Case where the 95% confidence interval does not include the value of 0 (vertical line) indicate evidence of a difference. The actual p-value is presented in the ba.diffs data.frame constructed above if these are of interest.
The \(\mathit{arm}\) package can be used to generate samples from the posterior distribution of the effect size. Some care is needed because knowledge of the coding used by \(R\) is required – in particular, is the estimate of the fixed effect the difference of means computed as \(\mathit{mean}_\mathit{before} - \mathit{mean}_\mathit{after}\) or vice-versa.
# sample from the posterior, plot the violin plots and compute the posterior belief that after-before >0
ba.diffs.post <- plyr::ldply(ba.fits, function(x){
#browser()
post.samples <- arm::sim(x$fit, n.sims=n.sims.post)
data.frame(post.diff.A.minus.B = -post.samples@fixef[,2]) # notice that R computes before-after
})
head(ba.diffs.post)
## Watershed Stream Species AgeClass post.diff.A.minus.B
## 1 Ath/NSask Mackenzie BKTR AllAges 1.723958
## 2 Ath/NSask Mackenzie BKTR AllAges 1.199520
## 3 Ath/NSask Mackenzie BKTR AllAges 1.026186
## 4 Ath/NSask Mackenzie BKTR AllAges 1.528154
## 5 Ath/NSask Mackenzie BKTR AllAges 1.016468
## 6 Ath/NSask Mackenzie BKTR AllAges 1.964981
# compute the posterior belief that slope > 0
ba.diffs.belief <- plyr::ddply(ba.diffs.post, c("Watershed","Stream","Species","AgeClass"),
plyr::summarize,
post.belief.gt.0 = mean(post.diff.A.minus.B >0))
head(ba.diffs.belief)
## Watershed Stream Species AgeClass post.belief.gt.0
## 1 Ath/NSask Mackenzie BKTR AllAges 1.000
## 2 Ath/NSask Mackenzie BLTR Immature 0.797
## 3 Ath/NSask Mackenzie BLTR Mature 0.973
## 4 Ath/NSask Mackenzie RNTR Immature 0.746
## 5 Ath/NSask Mackenzie RNTR Mature 0.235
## 6 Ath/NSask Moon BKTR AllAges 0.353
ggplot(data=ba.diffs.post, aes(y=paste(Watershed,".",Stream,sep=" "), x=post.diff.A.minus.B))+
ggtitle("Posterior sample for difference (log scale) in After - Before mean")+
ggstance::geom_violinh()+
geom_text(data=ba.diffs.belief, label=formatC(ba.diffs.belief$post.belief.gt.0,2, format="f"),
aes(x=-Inf), hjust=-.2) +
xlab("Difference (log-scale) (After-Before)\nWith posterior belief that difference > 0")+
ylab("Watershed - Stream")+
geom_vline(xintercept=0)+
facet_grid(Species~AgeClass)
The posterior belief that the difference in means (log-scale; After-Before) is positive has a nice interpretation.

### Goal:
Reproduce word for word everything in the passage on posterior sampling from "head(ba.diffs.post)" down to "head(ba.diffs.belief)". The material has no connection to the passage on posterior sampling.

### Material supplied:
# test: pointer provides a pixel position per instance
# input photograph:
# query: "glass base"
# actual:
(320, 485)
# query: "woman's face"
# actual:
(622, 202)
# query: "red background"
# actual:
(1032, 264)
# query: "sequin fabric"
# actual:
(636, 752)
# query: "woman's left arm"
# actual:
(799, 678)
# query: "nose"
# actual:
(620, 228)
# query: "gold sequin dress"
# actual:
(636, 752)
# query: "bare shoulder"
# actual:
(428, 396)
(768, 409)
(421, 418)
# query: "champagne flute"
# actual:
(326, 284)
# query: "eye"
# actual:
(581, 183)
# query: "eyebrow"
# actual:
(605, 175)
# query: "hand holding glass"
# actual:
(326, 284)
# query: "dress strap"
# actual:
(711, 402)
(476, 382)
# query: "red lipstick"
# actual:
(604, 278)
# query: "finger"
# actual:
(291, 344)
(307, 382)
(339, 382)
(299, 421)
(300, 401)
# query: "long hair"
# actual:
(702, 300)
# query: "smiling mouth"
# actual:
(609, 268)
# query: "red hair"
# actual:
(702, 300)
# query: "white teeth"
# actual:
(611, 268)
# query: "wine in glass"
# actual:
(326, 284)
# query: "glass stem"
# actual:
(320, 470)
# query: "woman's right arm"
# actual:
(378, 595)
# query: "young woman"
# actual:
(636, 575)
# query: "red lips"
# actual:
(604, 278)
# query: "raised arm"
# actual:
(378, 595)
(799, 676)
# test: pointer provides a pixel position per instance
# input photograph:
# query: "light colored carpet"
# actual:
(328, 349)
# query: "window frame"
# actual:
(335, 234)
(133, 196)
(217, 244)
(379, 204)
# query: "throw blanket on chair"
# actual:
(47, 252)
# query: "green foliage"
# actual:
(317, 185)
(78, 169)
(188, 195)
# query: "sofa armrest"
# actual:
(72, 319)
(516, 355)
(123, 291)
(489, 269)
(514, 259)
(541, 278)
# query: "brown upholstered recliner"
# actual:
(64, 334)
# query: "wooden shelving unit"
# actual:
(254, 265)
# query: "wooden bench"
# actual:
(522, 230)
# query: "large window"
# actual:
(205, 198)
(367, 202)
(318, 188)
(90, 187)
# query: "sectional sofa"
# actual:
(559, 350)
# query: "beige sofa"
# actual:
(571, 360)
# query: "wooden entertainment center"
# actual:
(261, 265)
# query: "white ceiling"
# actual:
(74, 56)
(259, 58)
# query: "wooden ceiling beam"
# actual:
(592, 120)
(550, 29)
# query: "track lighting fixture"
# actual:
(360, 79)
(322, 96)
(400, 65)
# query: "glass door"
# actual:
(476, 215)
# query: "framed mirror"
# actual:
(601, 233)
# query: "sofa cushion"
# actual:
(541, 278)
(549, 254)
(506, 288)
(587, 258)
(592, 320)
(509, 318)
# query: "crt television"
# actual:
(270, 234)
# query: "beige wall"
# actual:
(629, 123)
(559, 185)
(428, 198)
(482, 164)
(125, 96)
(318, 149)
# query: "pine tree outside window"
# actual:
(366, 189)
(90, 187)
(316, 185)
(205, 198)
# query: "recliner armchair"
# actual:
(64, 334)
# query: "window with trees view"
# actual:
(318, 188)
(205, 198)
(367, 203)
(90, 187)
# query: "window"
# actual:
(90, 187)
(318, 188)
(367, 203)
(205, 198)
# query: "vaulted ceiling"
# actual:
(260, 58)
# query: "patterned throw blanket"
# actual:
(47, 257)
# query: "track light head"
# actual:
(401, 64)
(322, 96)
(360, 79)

### Exercise response:
head(ba.diffs.post)
## Watershed Stream Species AgeClass post.diff.A.minus.B
## 1 Ath/NSask Mackenzie BKTR AllAges 1.723958
## 2 Ath/NSask Mackenzie BKTR AllAges 1.199520
## 3 Ath/NSask Mackenzie BKTR AllAges 1.026186
## 4 Ath/NSask Mackenzie BKTR AllAges 1.528154
## 5 Ath/NSask Mackenzie BKTR AllAges 1.016468
## 6 Ath/NSask Mackenzie BKTR AllAges 1.964981
# compute the posterior belief that slope > 0
ba.diffs.belief <- plyr::ddply(ba.diffs.post, c("Watershed","Stream","Species","AgeClass"),
plyr::summarize,
post.belief.gt.0 = mean(post.diff.A.minus.B >0))
head(ba.diffs.belief)